**GOAL OF THE EXERCISE**
Locate every line in the rows below that contains the string "sign", and copy each of those lines in full. Matching is case-sensitive.

(Records of labeled boxes)
[Start]

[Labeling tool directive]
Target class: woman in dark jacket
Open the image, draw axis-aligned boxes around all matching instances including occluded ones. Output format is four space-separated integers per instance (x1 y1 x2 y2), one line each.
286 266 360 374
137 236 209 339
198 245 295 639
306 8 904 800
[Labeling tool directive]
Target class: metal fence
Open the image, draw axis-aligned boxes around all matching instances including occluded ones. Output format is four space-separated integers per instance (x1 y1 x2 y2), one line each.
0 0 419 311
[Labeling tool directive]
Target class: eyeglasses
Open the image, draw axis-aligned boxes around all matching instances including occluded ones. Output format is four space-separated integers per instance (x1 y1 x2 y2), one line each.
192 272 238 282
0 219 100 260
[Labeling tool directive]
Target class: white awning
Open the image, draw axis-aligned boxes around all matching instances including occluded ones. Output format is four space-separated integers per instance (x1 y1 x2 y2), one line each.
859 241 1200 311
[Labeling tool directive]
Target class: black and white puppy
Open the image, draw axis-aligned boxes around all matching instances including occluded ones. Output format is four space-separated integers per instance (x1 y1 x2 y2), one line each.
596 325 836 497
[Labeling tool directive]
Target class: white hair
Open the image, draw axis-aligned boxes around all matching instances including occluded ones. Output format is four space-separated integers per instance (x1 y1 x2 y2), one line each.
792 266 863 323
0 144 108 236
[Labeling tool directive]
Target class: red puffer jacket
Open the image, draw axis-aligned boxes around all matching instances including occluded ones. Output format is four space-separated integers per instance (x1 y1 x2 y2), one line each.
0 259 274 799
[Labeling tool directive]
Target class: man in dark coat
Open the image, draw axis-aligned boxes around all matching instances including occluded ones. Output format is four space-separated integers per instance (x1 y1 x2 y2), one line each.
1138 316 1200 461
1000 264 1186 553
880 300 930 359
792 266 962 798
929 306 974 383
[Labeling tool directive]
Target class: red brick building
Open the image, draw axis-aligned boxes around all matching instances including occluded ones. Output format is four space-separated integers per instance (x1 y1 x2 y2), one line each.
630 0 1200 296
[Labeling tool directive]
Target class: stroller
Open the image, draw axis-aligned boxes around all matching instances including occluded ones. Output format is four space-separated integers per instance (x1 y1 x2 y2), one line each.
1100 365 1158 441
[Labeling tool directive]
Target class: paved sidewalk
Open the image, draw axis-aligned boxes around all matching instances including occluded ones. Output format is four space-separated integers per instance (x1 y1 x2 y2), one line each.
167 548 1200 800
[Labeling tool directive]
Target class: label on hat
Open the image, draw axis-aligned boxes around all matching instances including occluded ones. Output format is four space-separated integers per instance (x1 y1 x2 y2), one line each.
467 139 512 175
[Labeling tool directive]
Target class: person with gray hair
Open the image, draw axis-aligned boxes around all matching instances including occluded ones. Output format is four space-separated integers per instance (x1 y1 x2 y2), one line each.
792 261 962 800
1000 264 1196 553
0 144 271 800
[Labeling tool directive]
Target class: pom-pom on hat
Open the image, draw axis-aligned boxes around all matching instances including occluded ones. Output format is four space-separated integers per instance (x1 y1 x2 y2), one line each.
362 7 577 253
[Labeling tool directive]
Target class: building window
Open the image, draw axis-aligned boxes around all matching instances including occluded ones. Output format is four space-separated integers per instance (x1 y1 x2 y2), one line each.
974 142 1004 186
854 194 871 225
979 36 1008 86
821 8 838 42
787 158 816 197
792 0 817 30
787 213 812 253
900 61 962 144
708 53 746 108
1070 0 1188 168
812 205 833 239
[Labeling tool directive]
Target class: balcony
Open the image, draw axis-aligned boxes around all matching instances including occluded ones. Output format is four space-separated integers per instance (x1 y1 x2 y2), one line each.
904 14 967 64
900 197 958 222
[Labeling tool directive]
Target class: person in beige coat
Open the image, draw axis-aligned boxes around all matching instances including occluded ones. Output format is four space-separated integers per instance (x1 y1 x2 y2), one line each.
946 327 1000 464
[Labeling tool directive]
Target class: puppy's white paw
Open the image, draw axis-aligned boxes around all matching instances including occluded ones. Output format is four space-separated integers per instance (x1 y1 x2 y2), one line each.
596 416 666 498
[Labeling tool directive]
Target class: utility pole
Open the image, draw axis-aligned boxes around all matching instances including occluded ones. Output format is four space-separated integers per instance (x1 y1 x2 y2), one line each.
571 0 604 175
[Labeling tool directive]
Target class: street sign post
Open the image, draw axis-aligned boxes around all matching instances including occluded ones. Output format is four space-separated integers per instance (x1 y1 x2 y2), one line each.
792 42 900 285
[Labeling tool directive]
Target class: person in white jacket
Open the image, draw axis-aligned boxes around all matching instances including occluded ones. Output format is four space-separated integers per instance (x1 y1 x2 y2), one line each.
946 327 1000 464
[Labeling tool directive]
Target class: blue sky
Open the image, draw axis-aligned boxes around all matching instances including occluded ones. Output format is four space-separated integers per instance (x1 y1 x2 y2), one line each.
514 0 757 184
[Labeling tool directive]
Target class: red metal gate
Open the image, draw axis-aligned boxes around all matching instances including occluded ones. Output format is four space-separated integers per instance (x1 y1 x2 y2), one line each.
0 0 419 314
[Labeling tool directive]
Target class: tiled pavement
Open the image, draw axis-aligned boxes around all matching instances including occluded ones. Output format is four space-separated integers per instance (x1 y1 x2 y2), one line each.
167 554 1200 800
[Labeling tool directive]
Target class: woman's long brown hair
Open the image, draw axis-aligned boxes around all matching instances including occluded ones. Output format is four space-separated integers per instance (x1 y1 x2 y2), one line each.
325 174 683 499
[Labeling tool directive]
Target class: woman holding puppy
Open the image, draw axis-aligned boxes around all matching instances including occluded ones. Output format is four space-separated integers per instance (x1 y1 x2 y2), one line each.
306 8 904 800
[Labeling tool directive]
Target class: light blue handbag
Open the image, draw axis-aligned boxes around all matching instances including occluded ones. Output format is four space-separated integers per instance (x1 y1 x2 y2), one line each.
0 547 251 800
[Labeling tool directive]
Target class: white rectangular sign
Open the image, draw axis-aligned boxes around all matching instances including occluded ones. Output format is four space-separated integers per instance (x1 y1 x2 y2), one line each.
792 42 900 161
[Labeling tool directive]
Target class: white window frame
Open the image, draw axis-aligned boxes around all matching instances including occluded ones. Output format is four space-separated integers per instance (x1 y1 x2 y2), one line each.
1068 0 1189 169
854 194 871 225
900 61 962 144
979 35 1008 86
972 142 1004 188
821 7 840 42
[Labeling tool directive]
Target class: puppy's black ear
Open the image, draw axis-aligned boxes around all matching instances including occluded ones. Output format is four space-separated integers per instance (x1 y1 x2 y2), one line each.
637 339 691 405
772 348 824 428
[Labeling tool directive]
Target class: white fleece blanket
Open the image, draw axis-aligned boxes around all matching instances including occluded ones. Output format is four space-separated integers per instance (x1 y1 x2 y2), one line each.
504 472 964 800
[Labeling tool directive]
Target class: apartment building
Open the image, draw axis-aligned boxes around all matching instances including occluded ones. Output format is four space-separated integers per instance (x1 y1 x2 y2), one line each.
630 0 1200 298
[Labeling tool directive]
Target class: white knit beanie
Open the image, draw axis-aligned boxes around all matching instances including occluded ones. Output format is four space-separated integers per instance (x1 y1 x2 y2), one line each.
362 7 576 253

[End]

**OUTPUT**
Target class: street sign post
Target class: white rectangular sign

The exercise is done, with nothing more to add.